Supplied text:
<<<<
The basics of the interface between the core interpreter and the expression language plug-in are shown in listing 2. Each plug-in provides a state_component_factory interface. The core iterates over these, passing the expression language specified by the document author as a parameter. A plug-in that implements this language will return its implementation, and the iterating stops.

Now the core calls declare_state passing the <state> element to initialize the data model. During runtime, methods such as set_value and bool_expression are called to implement the corresponding SMIL State elements and attributes. StateChanged events are implemented by the core calling want_state_change to signal its interest in changes to a specific data model item. The plug-in will now call on_state_change whenever the item is modified.
>>>>
Given instruction A:
In the plug-in interface text, do the following statements agree? Answer yes or no for each, and quote the deciding words. (i) Each plug-in provides a state_component_factory interface. (ii) The core keeps iterating over the plug-ins after one returns its implementation. (iii) The core calls on_state_change whenever a data model item is modified.

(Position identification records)
<<<<
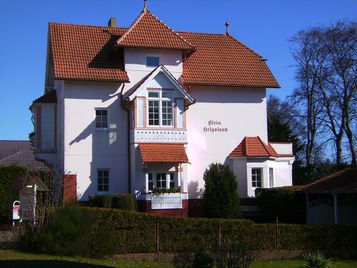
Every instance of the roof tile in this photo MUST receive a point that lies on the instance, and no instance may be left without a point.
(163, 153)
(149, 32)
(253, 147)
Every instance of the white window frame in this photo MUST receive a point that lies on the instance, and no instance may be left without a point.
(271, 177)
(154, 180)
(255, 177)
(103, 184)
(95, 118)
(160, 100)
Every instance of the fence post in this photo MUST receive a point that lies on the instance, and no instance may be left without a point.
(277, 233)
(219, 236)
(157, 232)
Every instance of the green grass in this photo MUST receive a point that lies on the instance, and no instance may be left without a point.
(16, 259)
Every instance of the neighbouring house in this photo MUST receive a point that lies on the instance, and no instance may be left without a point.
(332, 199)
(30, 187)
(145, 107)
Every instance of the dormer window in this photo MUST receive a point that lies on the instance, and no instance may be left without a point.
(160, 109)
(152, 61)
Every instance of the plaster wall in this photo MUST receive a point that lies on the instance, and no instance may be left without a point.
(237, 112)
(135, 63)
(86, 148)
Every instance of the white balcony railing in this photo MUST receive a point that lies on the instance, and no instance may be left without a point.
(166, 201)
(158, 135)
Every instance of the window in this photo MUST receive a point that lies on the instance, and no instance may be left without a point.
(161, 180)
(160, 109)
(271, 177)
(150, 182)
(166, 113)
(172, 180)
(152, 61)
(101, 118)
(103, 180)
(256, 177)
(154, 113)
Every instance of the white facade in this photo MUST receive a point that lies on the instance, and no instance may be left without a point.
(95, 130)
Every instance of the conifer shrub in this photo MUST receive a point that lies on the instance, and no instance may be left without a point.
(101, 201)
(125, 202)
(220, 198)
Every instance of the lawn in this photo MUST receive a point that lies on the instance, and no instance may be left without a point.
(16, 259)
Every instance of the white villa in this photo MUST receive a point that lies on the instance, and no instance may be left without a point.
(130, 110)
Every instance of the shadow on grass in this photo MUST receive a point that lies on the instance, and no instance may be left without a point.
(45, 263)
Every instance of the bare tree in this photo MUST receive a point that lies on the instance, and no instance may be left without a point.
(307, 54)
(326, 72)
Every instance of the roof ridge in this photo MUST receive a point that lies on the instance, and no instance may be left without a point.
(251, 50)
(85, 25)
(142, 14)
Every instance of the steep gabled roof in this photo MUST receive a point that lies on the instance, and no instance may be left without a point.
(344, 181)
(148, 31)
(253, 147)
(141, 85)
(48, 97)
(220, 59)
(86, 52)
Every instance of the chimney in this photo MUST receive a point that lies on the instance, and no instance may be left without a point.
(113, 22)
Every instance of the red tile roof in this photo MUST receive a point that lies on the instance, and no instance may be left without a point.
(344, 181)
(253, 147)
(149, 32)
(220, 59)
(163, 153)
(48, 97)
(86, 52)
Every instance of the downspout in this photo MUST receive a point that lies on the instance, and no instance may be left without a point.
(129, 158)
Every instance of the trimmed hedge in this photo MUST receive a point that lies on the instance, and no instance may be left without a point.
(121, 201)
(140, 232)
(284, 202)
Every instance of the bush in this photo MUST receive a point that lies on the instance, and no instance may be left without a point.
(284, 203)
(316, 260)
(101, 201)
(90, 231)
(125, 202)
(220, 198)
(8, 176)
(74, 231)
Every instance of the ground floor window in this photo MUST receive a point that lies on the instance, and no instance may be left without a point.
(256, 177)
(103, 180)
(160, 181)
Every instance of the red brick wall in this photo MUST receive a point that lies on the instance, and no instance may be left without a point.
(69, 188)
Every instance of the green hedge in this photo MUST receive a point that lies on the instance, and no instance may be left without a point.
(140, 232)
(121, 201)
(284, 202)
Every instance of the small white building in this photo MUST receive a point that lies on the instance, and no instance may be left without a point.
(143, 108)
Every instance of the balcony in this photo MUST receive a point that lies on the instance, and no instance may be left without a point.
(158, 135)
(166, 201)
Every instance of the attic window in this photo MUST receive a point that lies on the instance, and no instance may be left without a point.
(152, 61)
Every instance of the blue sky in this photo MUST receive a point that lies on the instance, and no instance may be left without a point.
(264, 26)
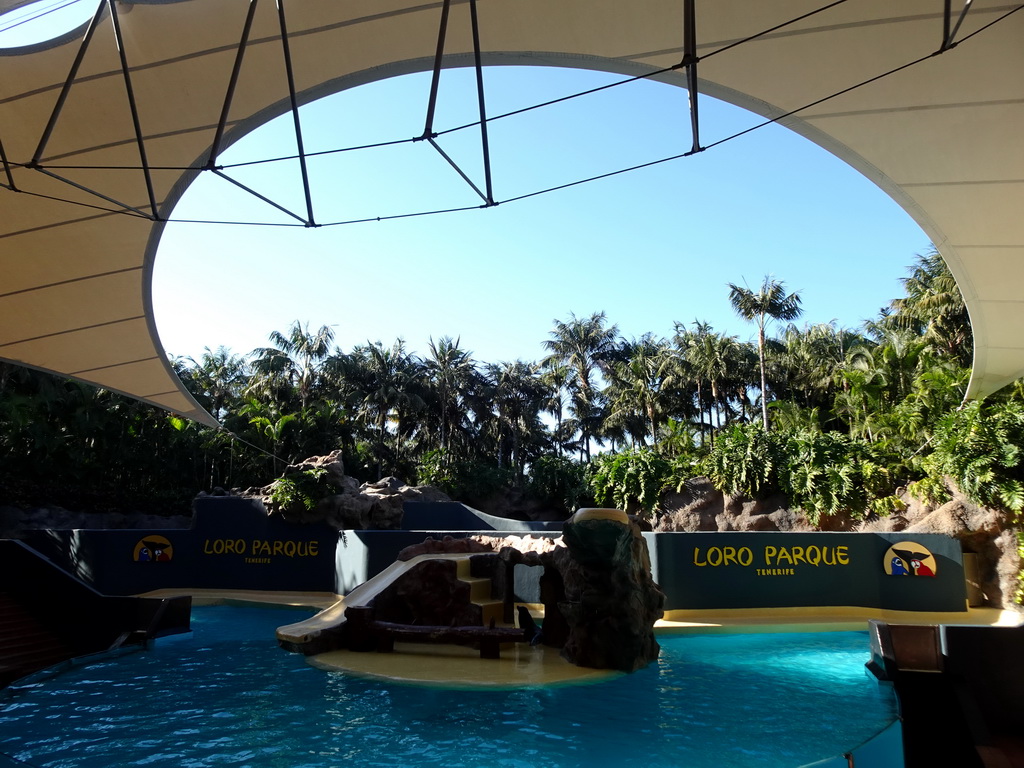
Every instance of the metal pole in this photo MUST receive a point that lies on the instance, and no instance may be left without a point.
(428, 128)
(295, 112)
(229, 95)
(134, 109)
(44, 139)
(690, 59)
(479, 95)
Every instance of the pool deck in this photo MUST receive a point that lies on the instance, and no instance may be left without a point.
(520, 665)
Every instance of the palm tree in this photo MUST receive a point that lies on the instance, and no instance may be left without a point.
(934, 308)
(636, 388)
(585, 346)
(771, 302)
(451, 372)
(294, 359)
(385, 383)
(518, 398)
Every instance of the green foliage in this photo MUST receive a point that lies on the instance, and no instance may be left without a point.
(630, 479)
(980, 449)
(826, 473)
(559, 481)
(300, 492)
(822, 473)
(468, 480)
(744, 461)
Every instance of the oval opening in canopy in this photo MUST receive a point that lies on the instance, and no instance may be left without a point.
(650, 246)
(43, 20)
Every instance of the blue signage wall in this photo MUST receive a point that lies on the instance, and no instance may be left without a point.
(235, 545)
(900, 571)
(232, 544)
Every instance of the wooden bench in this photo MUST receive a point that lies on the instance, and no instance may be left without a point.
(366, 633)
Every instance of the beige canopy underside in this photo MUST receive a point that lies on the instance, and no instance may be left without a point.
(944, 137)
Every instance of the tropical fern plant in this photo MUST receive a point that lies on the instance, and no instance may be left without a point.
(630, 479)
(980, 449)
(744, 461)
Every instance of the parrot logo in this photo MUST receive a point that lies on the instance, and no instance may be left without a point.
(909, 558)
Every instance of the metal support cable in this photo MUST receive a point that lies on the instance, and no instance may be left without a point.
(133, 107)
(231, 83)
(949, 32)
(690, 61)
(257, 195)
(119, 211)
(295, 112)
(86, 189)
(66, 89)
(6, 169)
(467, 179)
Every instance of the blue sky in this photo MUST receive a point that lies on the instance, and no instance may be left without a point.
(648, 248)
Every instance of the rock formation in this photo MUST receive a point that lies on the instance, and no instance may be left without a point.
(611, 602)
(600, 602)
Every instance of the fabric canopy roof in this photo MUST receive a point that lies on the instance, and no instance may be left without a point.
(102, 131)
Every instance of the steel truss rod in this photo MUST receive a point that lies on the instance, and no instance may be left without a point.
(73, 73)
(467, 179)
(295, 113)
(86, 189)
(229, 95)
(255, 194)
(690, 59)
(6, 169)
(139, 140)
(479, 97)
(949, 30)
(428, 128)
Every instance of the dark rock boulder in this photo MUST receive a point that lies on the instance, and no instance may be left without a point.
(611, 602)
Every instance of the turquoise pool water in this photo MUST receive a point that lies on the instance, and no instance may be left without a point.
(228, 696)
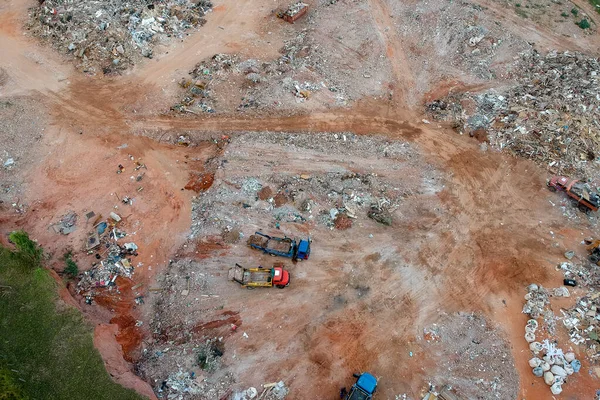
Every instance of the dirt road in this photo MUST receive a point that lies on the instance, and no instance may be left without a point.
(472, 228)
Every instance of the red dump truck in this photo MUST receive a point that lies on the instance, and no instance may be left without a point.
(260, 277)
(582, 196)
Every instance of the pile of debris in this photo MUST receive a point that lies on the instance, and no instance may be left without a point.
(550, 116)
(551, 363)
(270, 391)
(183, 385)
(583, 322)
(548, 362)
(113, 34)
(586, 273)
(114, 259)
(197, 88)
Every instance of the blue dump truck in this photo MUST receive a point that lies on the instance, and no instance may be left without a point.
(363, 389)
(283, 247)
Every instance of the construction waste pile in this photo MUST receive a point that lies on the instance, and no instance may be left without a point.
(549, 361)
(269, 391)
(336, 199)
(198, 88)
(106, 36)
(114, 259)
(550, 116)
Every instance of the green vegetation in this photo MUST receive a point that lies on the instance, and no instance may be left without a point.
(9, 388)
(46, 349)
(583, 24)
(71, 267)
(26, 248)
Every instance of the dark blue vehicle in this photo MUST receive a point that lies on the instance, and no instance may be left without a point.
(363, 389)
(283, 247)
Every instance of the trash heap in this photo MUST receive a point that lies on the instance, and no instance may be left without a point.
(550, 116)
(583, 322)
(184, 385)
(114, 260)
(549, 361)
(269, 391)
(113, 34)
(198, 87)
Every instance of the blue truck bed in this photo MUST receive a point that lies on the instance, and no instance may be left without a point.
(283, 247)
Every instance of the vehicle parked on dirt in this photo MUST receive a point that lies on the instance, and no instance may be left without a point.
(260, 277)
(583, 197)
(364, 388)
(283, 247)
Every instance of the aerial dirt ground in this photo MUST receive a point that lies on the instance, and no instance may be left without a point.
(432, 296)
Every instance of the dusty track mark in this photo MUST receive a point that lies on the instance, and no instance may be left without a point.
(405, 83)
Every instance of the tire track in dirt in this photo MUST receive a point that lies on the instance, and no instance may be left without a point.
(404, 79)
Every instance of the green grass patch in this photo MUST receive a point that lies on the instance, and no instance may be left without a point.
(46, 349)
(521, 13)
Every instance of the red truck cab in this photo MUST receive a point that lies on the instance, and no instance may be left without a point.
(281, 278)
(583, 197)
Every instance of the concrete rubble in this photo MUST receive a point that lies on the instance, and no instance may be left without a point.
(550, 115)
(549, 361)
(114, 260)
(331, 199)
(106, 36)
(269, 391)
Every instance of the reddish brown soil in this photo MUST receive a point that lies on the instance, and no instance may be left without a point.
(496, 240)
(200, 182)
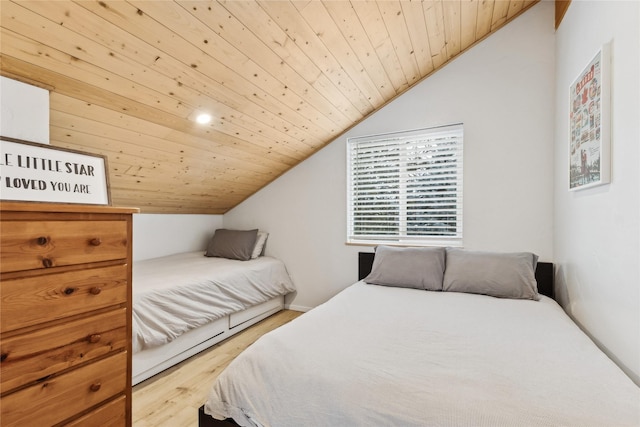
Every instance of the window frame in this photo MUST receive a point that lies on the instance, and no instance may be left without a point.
>>>>
Given instruction B:
Give the records as a numbered list, starting at the line that contains "Every instance of the reddish" and running through the end of the records. Leave out the pictures and any blank lines.

Complete output A:
(i) Yes: "Each plug-in provides a state_component_factory interface."
(ii) No: "A plug-in that implements this language will return its implementation, and the iterating stops."
(iii) No: "The plug-in will now call on_state_change whenever the item is modified."

Complete output B:
1. Every instance of the reddish brown soil in this photo MUST receive a point that lies on the instance, and no instance may be left without a point.
2. (496, 240)
3. (200, 182)
4. Every instance of the window frame in this photo MUST receive a point that lies on the instance, and no instance may be left without a point.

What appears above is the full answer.